### Text segment
▼

Part installation and part archive display, the objects of House of Le Bas relate to the shared life and experiences of artists Delaine Le Bas (b.1965, UK) and her late husband Damian Le Bas (1963 – 2017, UK). Their work addresses nationhood, land, belonging and gender across diverse media including embroidery, painting, decoupage, sculpture, installations and performances: reflecting domestic claustrophobia and the transient nature of modern materiality.
A centrepiece of these diverse materials, Delaine Le Bas’ painting Meet Your Neighbours – (Engrained) Woven Into The Fabric Of Our Society (2005) portrays both artists alongside stitched and collaged items of personal significance. The painting incorporates texts and headlines which relate to experiences of hostile policies and attitudes towards Gypsy, Roma and Traveller communities in the UK.
More broadly, Delaine’s body of work shares stories that resist modern stereotypes and question what it means to be marked and mistreated as an ‘outsider’ – frequently referencing the injustices of Medusa, who she describes as ‘misunderstood’. To accompany The House of Le Bas, Delaine Le Bas has selected tracks inspired by the display and her practice, which you can access on Spotify here.
“We are stolen artefacts, physically, mentally, artistically. Even today we are still seen and contextualised by everyone else but ourselves… Artistically I continue to question this” – Delaine Le Bas
Delaine Le Bas’ cross-disciplinary work converges into a large, integral whole that spreads across the gallery space. She weaves and creates a particular universe which are images of her life, those of her family, and of the community. Despite the political undertone almost omnipresent in her worlds, the sense of intimacy, sometimes to the extent of exposing an internal self that is occasionally even painful to witness, turns her oeuvre humane and fragile.
Born in Worthing, West Sussex – where she still lives and works, Delaine studied for her MA at St Martins School of Art in London. Her works have been exhibited internationally and include ‘Paradise Lost’, the first Roma Pavilion for the Venice Biennale in 2007, as well as ‘Witch Hunt’ for the Gwangju Biennale South Korea 2012 and the Athens Biennale 2018. The same year, she had a solo exhibition, ‘Untouchable Gypsy Witch’ at Transmission in Glasgow, and co-curated ‘Come Out Now!’ the first Roma Biennale – an idea initiated by her late husband Damian Le Bas.
Damian Le Bas died unexpectedly on 9th December 2017. A prolific artist, Damian was also an indefatigable activist whose artistic career was closely knit with his drive to create the pan-European Gypsyland; the undertaking that Delaine has shared with a larger artistic Romani community across Europe.

▲

### Instruction 1
List the media that the text on House of Le Bas names as those the two artists' work spans.

### Extracted records

▼

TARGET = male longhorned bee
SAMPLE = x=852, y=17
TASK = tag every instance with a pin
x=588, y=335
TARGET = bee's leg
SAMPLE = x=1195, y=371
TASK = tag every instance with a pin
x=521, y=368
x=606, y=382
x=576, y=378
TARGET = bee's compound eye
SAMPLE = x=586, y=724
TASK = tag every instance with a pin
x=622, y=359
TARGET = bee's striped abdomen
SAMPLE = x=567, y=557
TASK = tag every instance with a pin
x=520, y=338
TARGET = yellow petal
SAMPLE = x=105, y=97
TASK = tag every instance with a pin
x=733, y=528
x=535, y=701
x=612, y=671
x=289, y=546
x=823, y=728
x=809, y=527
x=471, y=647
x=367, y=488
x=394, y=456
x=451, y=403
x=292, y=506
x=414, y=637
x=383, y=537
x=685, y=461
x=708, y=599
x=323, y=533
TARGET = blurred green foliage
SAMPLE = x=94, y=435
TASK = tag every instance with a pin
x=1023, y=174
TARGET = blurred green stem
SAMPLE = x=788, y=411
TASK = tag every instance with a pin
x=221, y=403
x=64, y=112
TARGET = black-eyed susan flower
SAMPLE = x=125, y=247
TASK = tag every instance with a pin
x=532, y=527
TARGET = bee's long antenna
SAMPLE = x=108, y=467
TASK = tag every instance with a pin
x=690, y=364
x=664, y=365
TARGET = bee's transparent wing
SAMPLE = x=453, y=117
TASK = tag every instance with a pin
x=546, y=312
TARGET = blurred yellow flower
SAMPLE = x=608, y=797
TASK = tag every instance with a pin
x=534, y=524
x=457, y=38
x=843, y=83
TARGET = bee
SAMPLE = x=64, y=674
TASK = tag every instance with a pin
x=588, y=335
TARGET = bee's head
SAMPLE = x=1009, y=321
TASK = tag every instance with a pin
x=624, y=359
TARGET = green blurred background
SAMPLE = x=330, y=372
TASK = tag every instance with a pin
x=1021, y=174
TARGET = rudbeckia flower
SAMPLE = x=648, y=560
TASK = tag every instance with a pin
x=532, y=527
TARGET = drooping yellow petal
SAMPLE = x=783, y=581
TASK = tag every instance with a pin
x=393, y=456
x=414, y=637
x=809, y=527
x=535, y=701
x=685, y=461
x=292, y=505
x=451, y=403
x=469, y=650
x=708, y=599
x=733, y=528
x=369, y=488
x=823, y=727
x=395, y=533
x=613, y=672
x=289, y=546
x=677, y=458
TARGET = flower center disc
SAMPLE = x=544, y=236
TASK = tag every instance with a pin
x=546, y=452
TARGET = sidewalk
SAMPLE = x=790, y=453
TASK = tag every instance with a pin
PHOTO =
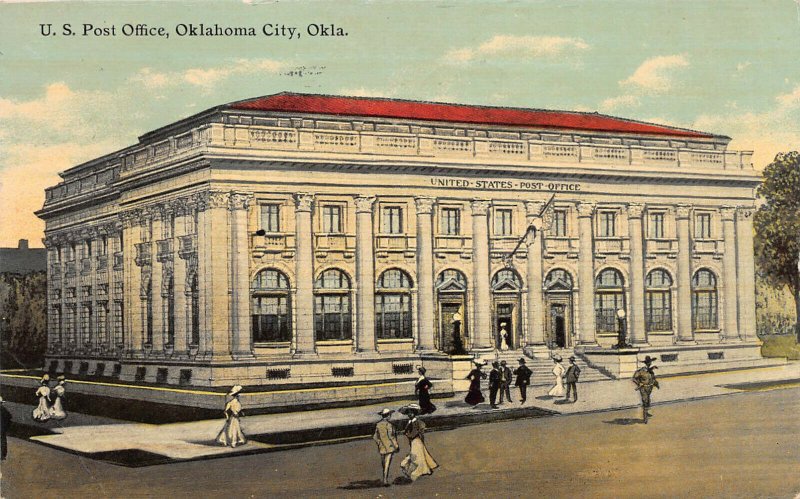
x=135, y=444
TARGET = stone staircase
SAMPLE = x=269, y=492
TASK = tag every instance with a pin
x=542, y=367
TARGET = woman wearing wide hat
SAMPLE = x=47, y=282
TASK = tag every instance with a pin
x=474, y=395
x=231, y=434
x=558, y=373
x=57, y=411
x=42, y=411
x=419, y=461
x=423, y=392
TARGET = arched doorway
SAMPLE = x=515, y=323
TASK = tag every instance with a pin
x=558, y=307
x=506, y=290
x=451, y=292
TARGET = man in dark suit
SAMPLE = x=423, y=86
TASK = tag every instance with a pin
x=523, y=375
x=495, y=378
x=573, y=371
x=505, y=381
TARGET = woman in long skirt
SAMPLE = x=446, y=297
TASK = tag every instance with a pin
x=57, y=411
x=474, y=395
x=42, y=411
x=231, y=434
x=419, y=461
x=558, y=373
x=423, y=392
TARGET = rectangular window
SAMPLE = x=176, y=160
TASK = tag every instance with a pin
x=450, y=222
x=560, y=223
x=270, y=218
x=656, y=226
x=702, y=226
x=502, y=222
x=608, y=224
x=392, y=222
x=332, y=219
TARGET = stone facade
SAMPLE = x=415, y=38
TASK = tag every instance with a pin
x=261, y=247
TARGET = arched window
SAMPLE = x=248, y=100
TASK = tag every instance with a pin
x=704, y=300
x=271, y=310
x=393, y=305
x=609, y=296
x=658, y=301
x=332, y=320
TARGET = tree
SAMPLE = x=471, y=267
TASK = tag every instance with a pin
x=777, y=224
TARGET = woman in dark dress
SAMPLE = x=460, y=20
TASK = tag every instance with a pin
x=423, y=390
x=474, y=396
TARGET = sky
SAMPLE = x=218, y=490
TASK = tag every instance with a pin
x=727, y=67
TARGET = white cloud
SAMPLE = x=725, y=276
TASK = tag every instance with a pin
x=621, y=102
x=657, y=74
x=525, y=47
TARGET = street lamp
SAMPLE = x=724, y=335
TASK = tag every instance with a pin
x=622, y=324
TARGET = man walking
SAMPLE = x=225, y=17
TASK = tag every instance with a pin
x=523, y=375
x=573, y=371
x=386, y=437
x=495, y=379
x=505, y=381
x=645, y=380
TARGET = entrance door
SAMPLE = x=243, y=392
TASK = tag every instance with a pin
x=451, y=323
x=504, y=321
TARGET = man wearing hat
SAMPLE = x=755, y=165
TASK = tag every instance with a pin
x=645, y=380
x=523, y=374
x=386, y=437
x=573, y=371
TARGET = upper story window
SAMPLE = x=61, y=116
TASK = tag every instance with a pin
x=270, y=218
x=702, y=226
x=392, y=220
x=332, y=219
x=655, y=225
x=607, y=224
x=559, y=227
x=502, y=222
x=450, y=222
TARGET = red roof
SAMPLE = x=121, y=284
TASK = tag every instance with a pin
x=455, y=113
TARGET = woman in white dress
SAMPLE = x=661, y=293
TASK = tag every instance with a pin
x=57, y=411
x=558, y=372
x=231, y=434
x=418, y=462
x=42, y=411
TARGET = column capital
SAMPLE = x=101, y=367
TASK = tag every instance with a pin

▲
▼

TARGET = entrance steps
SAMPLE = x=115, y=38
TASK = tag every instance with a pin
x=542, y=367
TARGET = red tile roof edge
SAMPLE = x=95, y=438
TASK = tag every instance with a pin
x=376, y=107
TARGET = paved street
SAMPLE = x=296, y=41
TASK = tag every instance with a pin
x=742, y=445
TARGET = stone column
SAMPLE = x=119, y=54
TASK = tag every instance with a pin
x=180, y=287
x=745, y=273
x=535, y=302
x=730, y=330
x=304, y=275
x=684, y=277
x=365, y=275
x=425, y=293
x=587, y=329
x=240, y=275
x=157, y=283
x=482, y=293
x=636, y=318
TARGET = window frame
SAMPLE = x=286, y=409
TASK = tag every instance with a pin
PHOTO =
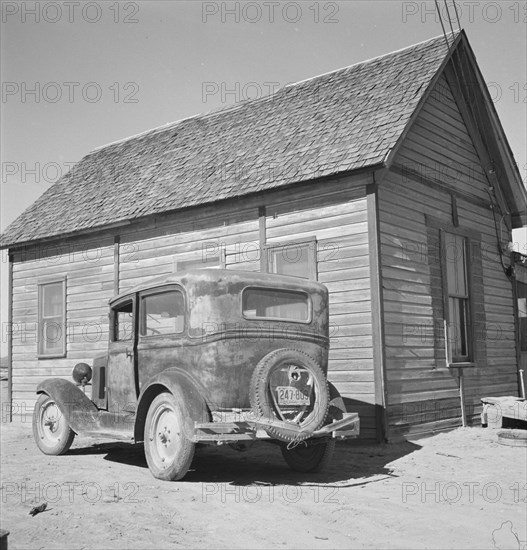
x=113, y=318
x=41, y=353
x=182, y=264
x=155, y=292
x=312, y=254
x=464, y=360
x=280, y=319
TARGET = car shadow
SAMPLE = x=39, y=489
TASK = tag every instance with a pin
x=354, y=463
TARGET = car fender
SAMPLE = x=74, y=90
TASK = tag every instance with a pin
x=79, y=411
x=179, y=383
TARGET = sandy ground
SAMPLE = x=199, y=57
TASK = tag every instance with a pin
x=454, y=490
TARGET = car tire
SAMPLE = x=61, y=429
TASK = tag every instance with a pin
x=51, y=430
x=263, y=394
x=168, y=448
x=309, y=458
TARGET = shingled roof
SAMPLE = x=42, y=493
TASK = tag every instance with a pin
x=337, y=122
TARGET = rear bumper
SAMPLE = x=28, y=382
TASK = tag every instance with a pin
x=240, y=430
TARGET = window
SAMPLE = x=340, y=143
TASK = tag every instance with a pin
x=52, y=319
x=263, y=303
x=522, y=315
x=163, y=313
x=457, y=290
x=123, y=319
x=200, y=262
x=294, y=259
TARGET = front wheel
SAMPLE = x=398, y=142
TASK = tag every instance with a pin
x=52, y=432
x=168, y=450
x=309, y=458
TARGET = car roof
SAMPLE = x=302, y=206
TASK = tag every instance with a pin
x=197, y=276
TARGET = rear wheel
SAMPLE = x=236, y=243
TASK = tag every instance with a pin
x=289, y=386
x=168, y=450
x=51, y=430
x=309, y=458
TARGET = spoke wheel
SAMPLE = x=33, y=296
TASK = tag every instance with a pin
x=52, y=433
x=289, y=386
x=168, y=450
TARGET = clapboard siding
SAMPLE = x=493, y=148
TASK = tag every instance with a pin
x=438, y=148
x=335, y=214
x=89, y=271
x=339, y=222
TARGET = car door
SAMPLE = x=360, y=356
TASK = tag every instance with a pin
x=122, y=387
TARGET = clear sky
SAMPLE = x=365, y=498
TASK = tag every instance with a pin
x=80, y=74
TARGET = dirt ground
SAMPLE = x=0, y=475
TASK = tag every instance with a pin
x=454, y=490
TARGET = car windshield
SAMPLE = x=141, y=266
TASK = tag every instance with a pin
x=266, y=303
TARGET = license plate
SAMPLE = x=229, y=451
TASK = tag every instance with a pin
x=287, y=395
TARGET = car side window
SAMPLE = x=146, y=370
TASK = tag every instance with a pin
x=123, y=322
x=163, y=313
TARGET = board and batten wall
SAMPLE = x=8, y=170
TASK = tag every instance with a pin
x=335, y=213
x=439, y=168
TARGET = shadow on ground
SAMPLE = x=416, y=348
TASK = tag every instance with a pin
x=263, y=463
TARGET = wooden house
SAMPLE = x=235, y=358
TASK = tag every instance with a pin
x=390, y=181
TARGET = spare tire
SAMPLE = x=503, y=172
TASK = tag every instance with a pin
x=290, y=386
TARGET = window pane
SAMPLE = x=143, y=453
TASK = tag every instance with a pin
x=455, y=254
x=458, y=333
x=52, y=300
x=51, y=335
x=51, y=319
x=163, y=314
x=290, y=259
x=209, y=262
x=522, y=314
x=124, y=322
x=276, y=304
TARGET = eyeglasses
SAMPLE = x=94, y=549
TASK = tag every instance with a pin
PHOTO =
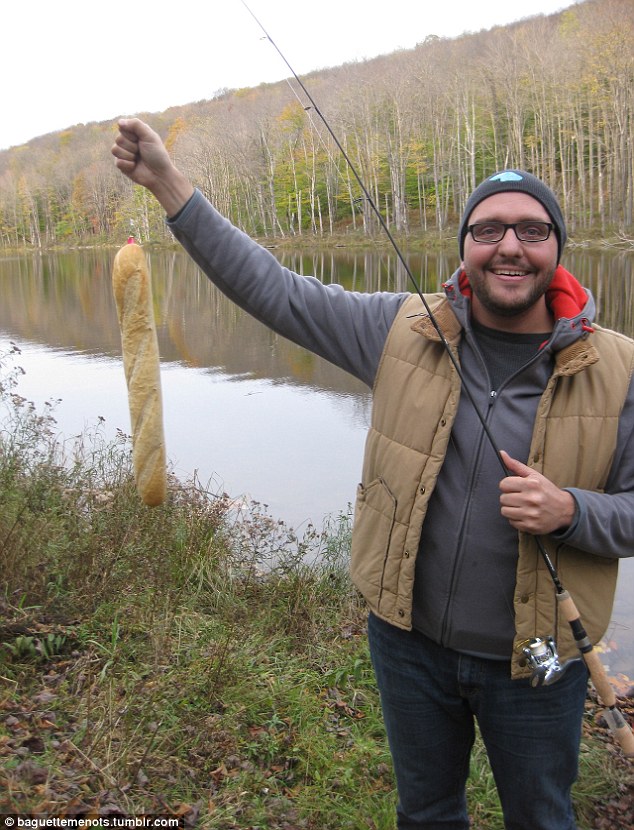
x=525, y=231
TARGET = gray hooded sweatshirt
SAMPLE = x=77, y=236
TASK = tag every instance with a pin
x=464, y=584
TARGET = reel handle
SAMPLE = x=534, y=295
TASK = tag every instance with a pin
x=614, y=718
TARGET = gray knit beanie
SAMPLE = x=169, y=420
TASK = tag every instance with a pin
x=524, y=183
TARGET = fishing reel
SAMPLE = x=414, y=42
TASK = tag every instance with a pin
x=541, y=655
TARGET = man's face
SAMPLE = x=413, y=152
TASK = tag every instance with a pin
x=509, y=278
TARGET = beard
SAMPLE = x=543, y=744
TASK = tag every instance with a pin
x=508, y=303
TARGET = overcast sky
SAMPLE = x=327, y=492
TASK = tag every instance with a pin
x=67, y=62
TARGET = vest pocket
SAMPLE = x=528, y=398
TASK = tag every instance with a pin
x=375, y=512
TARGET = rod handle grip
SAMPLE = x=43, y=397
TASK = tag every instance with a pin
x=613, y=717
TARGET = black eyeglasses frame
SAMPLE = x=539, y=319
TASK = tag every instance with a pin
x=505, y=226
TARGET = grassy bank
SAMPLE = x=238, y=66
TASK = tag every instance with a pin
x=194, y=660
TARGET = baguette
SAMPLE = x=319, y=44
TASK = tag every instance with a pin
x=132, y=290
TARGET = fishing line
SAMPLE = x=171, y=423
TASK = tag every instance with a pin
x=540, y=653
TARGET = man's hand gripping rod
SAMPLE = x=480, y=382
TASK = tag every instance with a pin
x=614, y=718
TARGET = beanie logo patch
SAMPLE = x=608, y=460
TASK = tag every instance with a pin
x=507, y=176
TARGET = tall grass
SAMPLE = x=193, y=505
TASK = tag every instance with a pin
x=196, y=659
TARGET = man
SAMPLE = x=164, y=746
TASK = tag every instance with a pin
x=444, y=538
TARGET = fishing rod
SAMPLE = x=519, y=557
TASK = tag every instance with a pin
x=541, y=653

▲

### Instruction 2
Repeat the entries between the line holding "TARGET = window pane" and the line holding "x=375, y=512", inclusive. Leave the pictures out.

### Final result 1
Embroidery, painting, decoupage, sculpture, installations, performances

### Final result 2
TARGET = window pane
SAMPLE = x=143, y=453
TASK = tag every instance with a pin
x=455, y=254
x=458, y=333
x=52, y=300
x=51, y=335
x=51, y=319
x=163, y=314
x=290, y=259
x=209, y=262
x=522, y=314
x=124, y=322
x=276, y=304
TARGET = eyeglasses
SAMPLE = x=94, y=549
TASK = tag every instance with a pin
PHOTO =
x=525, y=231
TARGET = gray hooded sweatshirt
SAMPLE = x=77, y=236
TASK = tag every instance with a pin
x=464, y=584
TARGET = reel handle
SAMPLE = x=534, y=295
TASK = tag every instance with a pin
x=614, y=718
TARGET = gray knit beanie
SAMPLE = x=169, y=420
TASK = tag every instance with a pin
x=524, y=183
TARGET = fishing reel
SAMPLE = x=414, y=42
TASK = tag every instance with a pin
x=541, y=655
TARGET = man's face
SAMPLE = x=413, y=152
TASK = tag every instance with a pin
x=509, y=278
TARGET = beard
SAMPLE = x=543, y=744
TASK = tag every instance with a pin
x=508, y=303
TARGET = overcast sky
SAMPLE = x=327, y=492
TASK = tag every instance with a pin
x=67, y=62
TARGET = vest pocket
SAMPLE = x=528, y=398
TASK = tag every instance with a pin
x=375, y=512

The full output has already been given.